### Your task
Write down exactly the lines of the records below, beginning with the first and ending with the line that includes "Draw the outline of every instance of the green moss;".

### Given data
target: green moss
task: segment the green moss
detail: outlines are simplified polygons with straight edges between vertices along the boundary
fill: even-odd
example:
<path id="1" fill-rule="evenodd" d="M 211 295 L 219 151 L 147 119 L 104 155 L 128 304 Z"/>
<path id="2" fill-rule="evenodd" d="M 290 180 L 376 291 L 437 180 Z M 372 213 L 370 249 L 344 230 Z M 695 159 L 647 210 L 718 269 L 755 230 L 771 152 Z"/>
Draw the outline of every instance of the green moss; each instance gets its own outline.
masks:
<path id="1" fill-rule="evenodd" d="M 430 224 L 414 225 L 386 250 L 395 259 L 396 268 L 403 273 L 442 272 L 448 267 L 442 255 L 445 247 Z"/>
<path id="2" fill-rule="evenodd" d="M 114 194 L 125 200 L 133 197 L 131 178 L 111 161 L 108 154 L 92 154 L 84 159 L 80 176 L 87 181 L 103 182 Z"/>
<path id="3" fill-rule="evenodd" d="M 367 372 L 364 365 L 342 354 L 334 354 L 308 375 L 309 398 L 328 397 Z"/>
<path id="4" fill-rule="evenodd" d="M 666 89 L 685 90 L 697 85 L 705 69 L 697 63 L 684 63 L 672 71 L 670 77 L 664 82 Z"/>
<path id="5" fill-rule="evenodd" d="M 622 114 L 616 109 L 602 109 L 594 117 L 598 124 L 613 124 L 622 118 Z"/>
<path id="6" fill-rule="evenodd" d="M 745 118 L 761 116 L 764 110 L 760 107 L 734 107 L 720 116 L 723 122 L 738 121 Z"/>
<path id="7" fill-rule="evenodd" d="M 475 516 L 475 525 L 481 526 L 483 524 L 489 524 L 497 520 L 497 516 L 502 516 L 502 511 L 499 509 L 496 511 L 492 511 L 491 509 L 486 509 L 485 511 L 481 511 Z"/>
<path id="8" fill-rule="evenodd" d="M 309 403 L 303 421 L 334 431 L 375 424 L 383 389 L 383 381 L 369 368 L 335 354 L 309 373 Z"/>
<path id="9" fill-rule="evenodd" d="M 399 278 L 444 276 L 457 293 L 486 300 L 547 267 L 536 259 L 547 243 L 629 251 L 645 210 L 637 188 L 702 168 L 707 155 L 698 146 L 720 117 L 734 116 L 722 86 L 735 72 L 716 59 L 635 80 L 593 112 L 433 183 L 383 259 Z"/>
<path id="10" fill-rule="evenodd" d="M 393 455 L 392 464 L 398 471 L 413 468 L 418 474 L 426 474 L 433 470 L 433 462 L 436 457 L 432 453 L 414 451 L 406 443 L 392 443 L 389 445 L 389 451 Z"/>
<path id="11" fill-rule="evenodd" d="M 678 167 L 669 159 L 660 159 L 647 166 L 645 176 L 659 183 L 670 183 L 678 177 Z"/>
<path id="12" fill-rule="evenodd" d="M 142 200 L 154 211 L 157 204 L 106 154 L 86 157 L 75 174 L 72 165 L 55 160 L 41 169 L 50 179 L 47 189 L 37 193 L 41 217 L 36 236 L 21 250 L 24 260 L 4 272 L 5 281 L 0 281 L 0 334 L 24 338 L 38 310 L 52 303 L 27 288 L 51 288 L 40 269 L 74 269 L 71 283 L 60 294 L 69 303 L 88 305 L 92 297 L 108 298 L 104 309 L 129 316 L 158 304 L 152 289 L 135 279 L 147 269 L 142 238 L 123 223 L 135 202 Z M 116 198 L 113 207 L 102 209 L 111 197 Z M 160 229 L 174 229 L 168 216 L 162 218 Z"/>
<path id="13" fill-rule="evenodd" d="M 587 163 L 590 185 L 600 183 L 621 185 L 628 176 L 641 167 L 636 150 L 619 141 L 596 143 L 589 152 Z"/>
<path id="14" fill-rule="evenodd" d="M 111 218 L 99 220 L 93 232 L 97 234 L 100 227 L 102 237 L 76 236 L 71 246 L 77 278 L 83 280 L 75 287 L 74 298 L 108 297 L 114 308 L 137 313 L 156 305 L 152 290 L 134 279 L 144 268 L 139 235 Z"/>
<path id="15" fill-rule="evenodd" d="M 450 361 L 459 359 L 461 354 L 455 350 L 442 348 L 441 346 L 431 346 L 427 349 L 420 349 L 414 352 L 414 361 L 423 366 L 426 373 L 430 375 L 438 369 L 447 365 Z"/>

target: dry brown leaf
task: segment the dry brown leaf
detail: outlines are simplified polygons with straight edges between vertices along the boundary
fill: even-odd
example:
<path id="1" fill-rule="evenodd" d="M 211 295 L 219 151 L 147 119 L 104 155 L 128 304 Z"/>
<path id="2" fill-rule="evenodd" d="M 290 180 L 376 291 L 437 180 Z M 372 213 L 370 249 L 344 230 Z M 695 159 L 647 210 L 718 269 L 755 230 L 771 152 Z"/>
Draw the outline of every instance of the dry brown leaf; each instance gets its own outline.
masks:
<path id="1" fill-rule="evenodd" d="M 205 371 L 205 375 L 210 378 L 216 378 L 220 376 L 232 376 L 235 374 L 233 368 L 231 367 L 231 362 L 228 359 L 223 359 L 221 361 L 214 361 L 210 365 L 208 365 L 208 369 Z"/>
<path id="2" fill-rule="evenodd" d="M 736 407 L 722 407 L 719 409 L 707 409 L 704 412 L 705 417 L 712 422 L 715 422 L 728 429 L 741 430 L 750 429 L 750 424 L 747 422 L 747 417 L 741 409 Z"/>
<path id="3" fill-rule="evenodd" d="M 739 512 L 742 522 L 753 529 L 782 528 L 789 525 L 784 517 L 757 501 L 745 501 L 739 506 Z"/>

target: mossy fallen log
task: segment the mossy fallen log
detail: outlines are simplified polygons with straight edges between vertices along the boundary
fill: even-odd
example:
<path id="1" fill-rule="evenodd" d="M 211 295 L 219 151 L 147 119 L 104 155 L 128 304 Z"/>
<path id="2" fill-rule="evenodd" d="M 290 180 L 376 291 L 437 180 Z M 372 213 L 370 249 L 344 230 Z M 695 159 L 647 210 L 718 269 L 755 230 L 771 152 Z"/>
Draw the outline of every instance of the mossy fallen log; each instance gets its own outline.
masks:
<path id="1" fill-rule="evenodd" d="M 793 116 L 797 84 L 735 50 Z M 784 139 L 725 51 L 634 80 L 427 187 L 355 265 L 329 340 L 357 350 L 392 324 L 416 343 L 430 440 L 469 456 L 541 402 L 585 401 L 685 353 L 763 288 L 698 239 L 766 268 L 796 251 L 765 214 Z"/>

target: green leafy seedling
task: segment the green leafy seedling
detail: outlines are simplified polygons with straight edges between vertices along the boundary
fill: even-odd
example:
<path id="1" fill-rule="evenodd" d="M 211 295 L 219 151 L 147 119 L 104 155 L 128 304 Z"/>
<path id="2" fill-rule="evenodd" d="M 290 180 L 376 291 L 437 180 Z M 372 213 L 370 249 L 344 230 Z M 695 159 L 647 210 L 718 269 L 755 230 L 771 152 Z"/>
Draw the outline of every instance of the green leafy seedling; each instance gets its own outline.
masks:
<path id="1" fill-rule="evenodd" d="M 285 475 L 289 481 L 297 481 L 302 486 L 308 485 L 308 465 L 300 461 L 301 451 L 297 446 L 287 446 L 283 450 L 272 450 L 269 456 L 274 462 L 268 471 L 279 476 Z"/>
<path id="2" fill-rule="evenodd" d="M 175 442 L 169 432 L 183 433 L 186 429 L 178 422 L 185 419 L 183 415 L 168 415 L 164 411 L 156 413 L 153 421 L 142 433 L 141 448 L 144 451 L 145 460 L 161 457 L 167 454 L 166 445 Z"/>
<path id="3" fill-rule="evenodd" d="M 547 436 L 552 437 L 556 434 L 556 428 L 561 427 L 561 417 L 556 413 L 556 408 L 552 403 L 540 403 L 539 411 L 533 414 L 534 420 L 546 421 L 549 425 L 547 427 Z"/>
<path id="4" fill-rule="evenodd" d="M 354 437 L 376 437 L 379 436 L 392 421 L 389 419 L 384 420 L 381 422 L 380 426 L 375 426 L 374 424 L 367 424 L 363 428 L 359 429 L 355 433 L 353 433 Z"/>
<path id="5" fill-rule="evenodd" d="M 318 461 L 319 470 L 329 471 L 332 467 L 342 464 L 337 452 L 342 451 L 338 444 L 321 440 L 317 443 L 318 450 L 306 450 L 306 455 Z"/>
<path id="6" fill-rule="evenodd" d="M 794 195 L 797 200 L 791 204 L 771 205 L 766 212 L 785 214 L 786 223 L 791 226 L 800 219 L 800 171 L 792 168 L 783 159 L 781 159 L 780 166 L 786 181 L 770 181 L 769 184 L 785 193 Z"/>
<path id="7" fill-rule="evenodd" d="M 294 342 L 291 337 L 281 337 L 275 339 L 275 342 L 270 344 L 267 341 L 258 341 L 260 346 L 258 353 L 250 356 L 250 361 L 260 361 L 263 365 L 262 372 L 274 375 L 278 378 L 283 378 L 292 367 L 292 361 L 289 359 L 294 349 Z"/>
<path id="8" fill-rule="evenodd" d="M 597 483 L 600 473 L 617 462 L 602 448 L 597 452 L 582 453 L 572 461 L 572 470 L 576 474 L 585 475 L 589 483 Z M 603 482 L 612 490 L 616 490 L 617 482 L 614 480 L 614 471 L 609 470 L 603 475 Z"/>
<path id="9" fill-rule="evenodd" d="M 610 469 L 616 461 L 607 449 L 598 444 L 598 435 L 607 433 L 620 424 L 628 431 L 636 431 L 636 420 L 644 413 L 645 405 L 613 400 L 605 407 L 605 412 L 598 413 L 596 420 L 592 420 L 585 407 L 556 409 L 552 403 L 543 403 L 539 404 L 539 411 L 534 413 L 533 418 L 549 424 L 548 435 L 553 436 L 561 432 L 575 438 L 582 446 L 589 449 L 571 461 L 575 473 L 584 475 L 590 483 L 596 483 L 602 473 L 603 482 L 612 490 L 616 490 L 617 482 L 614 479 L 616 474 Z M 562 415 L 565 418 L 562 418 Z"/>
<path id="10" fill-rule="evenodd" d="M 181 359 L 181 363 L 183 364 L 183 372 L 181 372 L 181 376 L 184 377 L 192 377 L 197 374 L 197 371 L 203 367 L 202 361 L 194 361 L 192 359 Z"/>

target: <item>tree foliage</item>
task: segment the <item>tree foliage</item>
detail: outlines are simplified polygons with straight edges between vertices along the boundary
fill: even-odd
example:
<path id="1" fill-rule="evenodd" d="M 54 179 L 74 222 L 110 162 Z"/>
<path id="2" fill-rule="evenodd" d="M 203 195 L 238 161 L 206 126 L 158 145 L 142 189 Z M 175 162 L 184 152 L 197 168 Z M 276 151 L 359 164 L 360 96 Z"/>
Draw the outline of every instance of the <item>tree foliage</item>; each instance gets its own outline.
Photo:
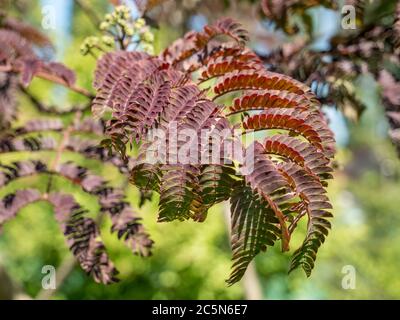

### Response to the task
target: green moss
task: segment the green moss
detail: outlines are simplified polygons with straight edges between vertices along the boundary
fill: even-odd
example:
<path id="1" fill-rule="evenodd" d="M 211 295 L 219 151 L 147 119 L 104 155 L 128 304 Z"/>
<path id="2" fill-rule="evenodd" d="M 290 180 L 376 291 L 437 180 Z M 372 213 L 370 249 L 344 230 Z M 695 159 L 647 210 L 718 269 L 755 230 L 771 152 Z"/>
Draw the outline of every instance of the green moss; each instance gets its own outline.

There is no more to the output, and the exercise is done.